The exercise:
Count the lines in the items below that contain the string "windshield", treating uppercase and lowercase as different, and reply with that number alone.

(Items for pointing and labeling)
-------

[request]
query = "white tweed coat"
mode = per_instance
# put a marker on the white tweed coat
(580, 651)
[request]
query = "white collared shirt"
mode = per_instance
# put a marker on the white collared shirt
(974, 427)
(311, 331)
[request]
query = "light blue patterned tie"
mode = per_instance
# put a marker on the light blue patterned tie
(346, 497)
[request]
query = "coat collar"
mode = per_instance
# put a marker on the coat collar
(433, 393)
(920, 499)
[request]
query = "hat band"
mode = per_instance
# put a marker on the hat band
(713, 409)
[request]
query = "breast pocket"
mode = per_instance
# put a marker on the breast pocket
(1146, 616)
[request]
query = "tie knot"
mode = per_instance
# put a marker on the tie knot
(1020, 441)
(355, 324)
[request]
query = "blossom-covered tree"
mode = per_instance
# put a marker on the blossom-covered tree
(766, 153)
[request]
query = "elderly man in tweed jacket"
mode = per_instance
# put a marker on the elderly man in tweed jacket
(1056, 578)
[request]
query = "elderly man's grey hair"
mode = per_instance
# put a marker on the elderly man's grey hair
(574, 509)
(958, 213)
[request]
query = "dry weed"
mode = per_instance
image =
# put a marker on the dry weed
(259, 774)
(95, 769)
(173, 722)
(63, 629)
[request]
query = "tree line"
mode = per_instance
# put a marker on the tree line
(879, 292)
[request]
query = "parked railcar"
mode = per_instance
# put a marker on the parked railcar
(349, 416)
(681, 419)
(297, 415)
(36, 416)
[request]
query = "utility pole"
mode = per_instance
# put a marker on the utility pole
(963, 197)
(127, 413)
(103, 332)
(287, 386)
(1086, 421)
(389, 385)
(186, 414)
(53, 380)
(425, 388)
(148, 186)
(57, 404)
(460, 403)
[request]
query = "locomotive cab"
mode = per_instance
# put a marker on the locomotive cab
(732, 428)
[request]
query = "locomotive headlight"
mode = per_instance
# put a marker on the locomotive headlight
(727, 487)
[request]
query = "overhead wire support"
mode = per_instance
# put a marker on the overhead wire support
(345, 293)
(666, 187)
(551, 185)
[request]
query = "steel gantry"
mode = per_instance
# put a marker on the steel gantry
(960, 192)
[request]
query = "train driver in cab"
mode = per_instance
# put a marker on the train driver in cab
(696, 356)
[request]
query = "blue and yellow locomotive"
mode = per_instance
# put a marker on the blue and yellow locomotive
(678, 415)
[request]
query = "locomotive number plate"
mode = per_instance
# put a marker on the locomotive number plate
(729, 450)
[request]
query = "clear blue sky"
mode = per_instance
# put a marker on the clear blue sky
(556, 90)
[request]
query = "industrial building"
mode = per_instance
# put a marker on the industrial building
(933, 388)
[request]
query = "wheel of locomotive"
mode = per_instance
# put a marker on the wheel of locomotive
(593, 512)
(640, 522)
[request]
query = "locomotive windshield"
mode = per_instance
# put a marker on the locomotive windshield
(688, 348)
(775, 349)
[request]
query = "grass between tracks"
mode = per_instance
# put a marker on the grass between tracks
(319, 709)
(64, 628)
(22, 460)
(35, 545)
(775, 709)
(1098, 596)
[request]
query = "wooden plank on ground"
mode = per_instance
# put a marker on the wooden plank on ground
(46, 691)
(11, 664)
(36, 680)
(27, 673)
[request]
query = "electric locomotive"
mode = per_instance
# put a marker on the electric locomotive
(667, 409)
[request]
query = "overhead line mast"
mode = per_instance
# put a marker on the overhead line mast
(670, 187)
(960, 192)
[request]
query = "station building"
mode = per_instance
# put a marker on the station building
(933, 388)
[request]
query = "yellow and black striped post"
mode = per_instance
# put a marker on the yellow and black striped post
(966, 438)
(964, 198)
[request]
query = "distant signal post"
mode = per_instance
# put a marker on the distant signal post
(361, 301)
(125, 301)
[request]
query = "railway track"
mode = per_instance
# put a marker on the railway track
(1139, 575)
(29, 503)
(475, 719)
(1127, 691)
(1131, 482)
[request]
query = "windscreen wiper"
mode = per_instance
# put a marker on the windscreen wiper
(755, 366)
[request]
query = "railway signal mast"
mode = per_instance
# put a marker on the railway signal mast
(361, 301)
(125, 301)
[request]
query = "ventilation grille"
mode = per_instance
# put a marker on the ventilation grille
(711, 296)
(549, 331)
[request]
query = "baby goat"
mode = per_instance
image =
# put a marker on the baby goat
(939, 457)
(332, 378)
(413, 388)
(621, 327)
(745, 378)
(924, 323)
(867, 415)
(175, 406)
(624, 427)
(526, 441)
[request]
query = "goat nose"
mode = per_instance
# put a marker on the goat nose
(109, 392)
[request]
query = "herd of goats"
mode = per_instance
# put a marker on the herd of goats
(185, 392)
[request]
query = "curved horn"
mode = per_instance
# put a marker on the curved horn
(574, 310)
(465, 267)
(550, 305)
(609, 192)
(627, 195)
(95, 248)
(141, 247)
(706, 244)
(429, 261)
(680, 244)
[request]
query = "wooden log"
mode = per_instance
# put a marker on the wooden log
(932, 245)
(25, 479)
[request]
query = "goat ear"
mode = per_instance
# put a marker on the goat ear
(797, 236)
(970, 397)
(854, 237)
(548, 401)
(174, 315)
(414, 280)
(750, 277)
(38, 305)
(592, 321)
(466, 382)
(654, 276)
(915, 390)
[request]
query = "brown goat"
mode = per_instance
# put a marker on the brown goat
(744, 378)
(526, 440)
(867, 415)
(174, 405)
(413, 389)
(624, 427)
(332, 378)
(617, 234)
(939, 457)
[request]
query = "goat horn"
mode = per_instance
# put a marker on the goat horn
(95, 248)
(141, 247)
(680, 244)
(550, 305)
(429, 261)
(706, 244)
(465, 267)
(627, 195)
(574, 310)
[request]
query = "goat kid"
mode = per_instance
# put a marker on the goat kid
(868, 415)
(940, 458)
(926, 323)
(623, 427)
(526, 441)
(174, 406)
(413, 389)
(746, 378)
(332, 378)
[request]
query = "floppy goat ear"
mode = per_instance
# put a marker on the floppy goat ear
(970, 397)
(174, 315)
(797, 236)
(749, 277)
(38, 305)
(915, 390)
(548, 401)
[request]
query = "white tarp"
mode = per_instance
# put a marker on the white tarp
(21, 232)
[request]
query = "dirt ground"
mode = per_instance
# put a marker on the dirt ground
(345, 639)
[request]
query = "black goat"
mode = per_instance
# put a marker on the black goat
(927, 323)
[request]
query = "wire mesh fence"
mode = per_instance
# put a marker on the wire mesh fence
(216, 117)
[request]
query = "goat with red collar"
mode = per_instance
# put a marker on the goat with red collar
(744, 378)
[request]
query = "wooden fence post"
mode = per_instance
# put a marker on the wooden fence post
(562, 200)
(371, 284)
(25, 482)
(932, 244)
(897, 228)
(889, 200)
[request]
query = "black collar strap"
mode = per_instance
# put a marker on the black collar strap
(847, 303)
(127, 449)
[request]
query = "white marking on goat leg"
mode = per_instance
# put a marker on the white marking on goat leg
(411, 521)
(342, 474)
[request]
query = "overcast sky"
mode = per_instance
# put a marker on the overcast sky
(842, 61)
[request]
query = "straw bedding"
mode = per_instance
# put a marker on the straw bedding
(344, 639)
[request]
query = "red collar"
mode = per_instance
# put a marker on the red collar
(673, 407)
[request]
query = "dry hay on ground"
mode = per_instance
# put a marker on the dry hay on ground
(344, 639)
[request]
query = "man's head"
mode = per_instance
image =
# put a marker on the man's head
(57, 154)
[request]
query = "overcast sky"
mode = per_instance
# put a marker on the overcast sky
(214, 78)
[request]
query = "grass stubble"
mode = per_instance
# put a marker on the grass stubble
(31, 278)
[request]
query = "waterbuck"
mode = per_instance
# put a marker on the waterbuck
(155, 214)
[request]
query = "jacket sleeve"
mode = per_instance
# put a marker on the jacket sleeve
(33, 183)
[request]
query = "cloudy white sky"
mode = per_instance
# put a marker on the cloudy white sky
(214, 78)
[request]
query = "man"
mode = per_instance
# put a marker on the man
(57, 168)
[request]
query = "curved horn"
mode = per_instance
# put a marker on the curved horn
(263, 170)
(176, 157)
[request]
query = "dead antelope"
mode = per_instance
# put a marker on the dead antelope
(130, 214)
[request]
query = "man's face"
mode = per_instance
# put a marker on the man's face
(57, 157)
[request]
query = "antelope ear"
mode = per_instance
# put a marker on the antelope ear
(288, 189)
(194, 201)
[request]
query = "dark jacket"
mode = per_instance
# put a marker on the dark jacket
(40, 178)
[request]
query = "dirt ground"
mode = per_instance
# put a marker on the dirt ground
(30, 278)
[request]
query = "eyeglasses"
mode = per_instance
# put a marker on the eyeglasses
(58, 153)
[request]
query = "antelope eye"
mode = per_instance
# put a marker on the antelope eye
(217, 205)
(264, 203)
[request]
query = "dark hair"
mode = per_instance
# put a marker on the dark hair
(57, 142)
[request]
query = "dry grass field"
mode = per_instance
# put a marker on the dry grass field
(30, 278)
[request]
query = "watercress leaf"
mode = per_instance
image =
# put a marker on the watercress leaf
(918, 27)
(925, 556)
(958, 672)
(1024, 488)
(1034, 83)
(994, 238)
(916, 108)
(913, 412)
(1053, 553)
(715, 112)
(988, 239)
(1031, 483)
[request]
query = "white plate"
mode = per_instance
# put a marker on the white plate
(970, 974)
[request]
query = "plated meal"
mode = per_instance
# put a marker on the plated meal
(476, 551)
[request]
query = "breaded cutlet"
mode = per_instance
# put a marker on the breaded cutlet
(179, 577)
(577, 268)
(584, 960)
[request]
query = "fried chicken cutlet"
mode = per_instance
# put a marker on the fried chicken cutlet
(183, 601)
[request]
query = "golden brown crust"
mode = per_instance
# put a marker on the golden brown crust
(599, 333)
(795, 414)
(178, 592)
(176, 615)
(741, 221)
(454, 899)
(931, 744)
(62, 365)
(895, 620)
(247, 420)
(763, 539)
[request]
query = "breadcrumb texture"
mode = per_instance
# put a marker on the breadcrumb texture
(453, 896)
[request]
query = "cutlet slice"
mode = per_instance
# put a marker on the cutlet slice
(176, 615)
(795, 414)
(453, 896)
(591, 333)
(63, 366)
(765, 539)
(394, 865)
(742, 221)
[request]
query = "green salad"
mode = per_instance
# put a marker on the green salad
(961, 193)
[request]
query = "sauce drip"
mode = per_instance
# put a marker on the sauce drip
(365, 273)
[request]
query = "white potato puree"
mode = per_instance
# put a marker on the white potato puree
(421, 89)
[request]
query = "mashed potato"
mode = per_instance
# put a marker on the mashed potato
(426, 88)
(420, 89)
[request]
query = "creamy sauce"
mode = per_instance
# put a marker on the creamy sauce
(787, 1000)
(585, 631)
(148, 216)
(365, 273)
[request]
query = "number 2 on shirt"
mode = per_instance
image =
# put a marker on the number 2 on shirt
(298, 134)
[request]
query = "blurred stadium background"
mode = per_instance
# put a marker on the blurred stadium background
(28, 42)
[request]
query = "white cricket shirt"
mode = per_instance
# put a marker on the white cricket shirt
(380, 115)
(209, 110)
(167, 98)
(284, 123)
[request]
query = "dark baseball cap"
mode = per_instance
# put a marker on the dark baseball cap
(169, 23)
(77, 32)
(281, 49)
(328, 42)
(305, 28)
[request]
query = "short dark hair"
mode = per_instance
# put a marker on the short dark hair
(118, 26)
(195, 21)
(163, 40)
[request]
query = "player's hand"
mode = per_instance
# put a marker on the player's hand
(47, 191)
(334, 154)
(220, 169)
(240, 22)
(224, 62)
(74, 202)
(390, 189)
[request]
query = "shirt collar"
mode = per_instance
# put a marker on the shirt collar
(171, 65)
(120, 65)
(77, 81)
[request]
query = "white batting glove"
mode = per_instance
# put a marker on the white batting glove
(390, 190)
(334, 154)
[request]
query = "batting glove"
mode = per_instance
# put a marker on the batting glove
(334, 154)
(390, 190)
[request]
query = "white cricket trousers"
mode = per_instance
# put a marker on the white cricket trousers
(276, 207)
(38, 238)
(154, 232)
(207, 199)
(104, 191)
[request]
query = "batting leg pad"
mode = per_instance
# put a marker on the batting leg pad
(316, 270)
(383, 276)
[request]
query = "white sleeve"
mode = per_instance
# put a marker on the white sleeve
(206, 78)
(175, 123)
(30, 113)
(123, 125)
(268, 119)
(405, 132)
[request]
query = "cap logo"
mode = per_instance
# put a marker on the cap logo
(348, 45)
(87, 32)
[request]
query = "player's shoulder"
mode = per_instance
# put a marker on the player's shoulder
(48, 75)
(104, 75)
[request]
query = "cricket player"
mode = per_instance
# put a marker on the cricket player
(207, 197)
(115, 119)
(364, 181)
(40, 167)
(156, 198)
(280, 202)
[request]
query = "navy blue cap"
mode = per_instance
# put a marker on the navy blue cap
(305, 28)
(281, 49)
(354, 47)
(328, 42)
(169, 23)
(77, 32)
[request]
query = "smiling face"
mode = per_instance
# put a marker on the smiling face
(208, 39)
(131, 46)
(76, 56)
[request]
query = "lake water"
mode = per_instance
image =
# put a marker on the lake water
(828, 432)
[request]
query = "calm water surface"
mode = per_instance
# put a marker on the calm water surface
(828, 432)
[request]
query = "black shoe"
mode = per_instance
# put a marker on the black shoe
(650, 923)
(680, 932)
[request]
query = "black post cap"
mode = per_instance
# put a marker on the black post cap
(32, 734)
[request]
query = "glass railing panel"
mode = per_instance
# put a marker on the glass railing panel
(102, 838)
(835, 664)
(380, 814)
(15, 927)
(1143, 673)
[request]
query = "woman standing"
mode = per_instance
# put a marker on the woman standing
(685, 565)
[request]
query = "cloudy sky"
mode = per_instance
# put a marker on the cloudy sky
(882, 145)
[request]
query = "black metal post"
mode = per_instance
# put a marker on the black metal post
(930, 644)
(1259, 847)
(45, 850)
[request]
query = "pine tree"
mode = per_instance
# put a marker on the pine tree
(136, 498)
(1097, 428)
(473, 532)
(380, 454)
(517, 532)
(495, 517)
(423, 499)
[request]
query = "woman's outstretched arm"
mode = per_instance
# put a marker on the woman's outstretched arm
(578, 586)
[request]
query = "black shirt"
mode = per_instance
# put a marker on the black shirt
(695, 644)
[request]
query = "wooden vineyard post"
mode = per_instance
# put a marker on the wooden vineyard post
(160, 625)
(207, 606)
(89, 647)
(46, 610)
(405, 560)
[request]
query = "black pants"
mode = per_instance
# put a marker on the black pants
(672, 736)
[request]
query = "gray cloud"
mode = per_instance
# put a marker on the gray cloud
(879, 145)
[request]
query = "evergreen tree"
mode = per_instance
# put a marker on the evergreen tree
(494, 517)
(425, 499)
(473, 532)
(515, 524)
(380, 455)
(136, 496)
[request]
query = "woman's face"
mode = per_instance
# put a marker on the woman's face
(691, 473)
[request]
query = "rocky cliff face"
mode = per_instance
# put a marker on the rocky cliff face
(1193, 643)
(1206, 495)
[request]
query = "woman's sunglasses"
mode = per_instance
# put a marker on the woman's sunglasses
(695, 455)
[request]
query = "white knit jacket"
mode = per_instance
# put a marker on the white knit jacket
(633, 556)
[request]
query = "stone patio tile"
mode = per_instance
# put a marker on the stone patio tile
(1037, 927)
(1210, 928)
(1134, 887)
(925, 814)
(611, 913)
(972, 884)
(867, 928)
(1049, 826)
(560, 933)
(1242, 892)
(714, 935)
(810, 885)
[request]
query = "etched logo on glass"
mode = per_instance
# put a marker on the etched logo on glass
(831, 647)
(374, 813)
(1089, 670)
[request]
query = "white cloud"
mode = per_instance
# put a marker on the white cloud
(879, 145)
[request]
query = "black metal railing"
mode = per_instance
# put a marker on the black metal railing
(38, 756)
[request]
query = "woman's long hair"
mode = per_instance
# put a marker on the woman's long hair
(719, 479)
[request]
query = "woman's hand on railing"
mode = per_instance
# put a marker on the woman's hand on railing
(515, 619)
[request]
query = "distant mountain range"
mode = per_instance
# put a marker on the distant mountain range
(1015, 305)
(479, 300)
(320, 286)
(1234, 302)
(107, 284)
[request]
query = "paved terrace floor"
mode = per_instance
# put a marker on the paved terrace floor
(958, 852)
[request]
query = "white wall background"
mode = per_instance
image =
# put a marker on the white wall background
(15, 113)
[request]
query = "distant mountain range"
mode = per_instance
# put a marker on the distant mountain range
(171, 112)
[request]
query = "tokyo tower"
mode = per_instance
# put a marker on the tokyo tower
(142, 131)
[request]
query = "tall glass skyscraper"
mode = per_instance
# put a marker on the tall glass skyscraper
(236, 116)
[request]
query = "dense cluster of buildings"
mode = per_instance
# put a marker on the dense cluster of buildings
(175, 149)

-------

Task answer:
2